*** Given information ***
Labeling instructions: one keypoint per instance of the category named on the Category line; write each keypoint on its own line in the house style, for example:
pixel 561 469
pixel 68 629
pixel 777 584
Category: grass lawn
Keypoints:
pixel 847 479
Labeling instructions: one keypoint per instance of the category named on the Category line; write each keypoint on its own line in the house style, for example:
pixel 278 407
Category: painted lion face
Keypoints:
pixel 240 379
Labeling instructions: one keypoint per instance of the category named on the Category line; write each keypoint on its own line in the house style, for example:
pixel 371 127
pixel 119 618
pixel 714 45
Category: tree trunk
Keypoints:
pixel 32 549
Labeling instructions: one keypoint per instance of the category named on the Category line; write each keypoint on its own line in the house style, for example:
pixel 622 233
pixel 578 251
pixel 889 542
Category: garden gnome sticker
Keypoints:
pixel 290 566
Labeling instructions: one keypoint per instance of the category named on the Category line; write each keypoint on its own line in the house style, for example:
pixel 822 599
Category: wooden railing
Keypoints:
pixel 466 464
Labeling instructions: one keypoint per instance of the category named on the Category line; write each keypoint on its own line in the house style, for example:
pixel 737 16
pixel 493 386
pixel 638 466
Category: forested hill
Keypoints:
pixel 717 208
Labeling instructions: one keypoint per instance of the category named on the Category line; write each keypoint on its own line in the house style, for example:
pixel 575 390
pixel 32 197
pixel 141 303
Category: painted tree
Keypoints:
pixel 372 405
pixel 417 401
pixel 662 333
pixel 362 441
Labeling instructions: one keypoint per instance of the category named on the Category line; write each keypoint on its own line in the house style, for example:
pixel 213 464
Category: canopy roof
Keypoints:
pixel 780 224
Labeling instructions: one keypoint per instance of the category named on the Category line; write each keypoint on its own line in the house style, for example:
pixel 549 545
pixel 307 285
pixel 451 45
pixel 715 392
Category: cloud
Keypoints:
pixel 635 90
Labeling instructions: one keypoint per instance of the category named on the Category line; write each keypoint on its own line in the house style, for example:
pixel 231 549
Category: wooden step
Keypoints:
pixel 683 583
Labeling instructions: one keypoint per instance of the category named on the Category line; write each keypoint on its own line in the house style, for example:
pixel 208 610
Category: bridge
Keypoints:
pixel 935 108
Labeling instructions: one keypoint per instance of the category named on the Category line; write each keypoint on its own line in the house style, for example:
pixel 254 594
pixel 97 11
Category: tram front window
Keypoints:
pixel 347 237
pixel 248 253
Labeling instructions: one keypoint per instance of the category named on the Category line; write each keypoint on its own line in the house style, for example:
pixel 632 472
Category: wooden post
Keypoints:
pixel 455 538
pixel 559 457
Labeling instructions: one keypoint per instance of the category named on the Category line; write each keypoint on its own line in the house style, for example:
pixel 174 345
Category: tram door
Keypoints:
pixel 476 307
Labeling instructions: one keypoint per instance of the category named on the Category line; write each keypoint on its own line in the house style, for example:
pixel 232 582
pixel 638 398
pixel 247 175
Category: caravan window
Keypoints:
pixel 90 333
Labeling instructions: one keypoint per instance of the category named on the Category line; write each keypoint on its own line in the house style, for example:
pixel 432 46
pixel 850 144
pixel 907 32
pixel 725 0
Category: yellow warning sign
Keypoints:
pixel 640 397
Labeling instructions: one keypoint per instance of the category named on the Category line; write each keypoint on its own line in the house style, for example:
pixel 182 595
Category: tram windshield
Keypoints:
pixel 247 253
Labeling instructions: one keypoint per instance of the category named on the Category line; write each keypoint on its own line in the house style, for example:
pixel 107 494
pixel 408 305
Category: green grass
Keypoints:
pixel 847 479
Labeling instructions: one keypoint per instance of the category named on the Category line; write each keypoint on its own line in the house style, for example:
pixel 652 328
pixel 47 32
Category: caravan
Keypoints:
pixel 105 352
*** End of Given information ***
Work request –
Nothing in the records may be left out; reproduce them exactly.

Result for this exercise –
Labeling instructions: one keypoint per instance of the category named on the Category line; write each keypoint on its own line in the house style, for example:
pixel 561 469
pixel 68 629
pixel 777 584
Category: grass lawn
Keypoints:
pixel 847 479
Labeling instructions: one keypoint per instance of the category named on the Category line; write each keypoint on its own line in the house style, for example:
pixel 278 407
Category: painted lion face
Keypoints:
pixel 240 379
Labeling instructions: one keypoint per instance of the category named on the Category line; write each keypoint on its own line in the house style, for example:
pixel 371 127
pixel 119 618
pixel 714 45
Category: tree trunk
Keypoints:
pixel 32 549
Labeling instructions: one keypoint per instance of the category named on the Category line; write each keypoint on its own line in the house style, for example:
pixel 622 233
pixel 578 251
pixel 889 542
Category: garden gnome sticker
Keypoints:
pixel 290 566
Labeling instructions: one keypoint per instance of the category named on the Category line; write each keypoint on its own line in the house style, for example:
pixel 822 599
Category: wooden railing
Keypoints:
pixel 466 464
Labeling instructions: one keypoint per instance of the category named on the Category line; write each keypoint on its own line in the house style, for example:
pixel 737 16
pixel 493 386
pixel 638 466
Category: forested hill
Keypoints:
pixel 717 208
Labeling instructions: one keypoint per instance of the category named on the Category line; write each keypoint on its own line in the house style, for example:
pixel 575 390
pixel 32 197
pixel 141 303
Category: painted tree
Keypoints:
pixel 372 405
pixel 417 401
pixel 662 333
pixel 362 441
Labeling instructions: one keypoint per instance of the category named on the Category line; write each keypoint on its own line in the house style, for example:
pixel 213 464
Category: canopy roof
Keypoints:
pixel 780 224
Labeling instructions: one keypoint per instance of the category named on the Category line; write each keypoint on its own line in the house style, for example:
pixel 549 545
pixel 307 285
pixel 451 45
pixel 715 392
Category: cloud
Keypoints:
pixel 635 90
Labeling instructions: one keypoint per instance of the category named on the Category line; write each keypoint on its own line in the house style, for example:
pixel 231 549
Category: wooden step
Keypoints:
pixel 683 583
Labeling instructions: one keypoint per instance of the category named on the Category line; write each keypoint on its own line in the house style, for example:
pixel 208 610
Category: bridge
Keypoints:
pixel 935 108
Labeling instructions: one keypoint per instance of the category named on the Category line; write each keypoint on its own line in the house style, for example:
pixel 254 594
pixel 97 11
Category: tram front window
Keypoints:
pixel 347 237
pixel 248 253
Labeling instructions: one keypoint per instance of the category named on the Category line; write each keypoint on its own line in the house style, for example:
pixel 632 472
Category: wooden post
Keypoints:
pixel 455 538
pixel 559 457
Labeling instructions: one keypoint per instance of the category named on the Category line; write each keypoint on its own line in the house style, for example:
pixel 174 345
Category: tram door
Keypoints:
pixel 476 307
Labeling instructions: one keypoint per instance of the category named on the Category line; write each keypoint on its own line in the house style, for example:
pixel 232 582
pixel 638 398
pixel 247 175
Category: caravan window
Keypoints:
pixel 90 333
Labeling instructions: one keypoint per instance of the category named on the Category line; write each keypoint on its own line in the house style, for example:
pixel 432 46
pixel 850 144
pixel 907 32
pixel 725 0
Category: yellow warning sign
Keypoints:
pixel 640 397
Labeling instructions: one keypoint per instance of the category named on the Category line; write each keypoint on its own line in the house style, for example:
pixel 182 595
Category: tram windshield
Keypoints:
pixel 247 253
Labeling instructions: one keypoint per instance of the category named on the Category line; write each keypoint on its own line in the house style, for example:
pixel 107 494
pixel 408 305
Category: green grass
Keypoints:
pixel 847 479
Labeling instructions: one keypoint per instance of the category named on the Category line; write each keypoint on its own line in the house style, for example:
pixel 652 328
pixel 47 32
Category: caravan
Keypoints:
pixel 105 352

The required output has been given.